* start Excerpted text *

I just replied to a kafeneio post and I think I'll duplicate some of my introduction her in"welcome-to-antiX." I think I'll be here (using antiX) for awhile so I must put down some roots. Thanks!
BitJam wrote:Gentoo on the other hand was really easy. They gave me clear instructions for doing everything from the command line including compiling a kernel.
Yes. Isn't Gentoo fantastic that way! Gentoo is a distro that really DOES require instructions (or a"manual"). Its goals are contrary to a"turn-key" distro model. I wish I had enough cheap Internet bits at my disposal here in the country to run it again. Honestly, I need the GNU/Linux refresher course it would provide to me. Okay...now I'll get somewhat back on topic for my final comment and then move this personal stuff over to the other forums.
BitJam wrote: The live system is still clunky from cd or usb-1.x but it really flies with usb-3.0. I once did a frugal install to an internal ssd that booted to bash in about 5 seconds and got to X-windows in less than 10 seconds (something like that).
My USB stick boot is fast and I'm not at all impatient with it using my netbook's USB 2 interface, and even an antiX CD boots much faster than an Ubuntu live CD. I'm so impressed, I think I'll even try a live minimal antiX boot over USB 1.1 on my old PII Presario laptop. If it works well enough to run shorewall firewall, I'll really be in love with antiX! Shorewall has everything I've ever needed in a firewall (iptables frontend and manager).

* end Excerpted text *
* start Material provided *

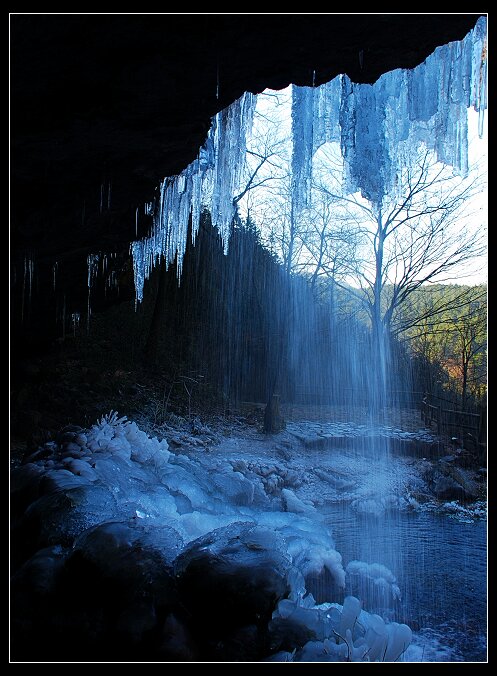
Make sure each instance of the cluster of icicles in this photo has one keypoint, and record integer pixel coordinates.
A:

* end Material provided *

Problem set –
1. In the forum post, what does the poster hope to run on the old PII Presario laptop using a live minimal antiX boot?
2. Summarize the forum post in two sentences.

Responses to the exercise –
1. The Shorewall firewall.

2. The poster expects to use antiX for a while and praises Gentoo for requiring clear instructions, wishing there were enough cheap Internet access to run it again as a GNU/Linux refresher. The poster finds antiX fast from a USB stick over the netbook's USB 2 interface and from CD, faster than an Ubuntu live CD, and plans to try a live minimal antiX boot over USB 1.1 on an old PII Presario laptop to run the Shorewall firewall.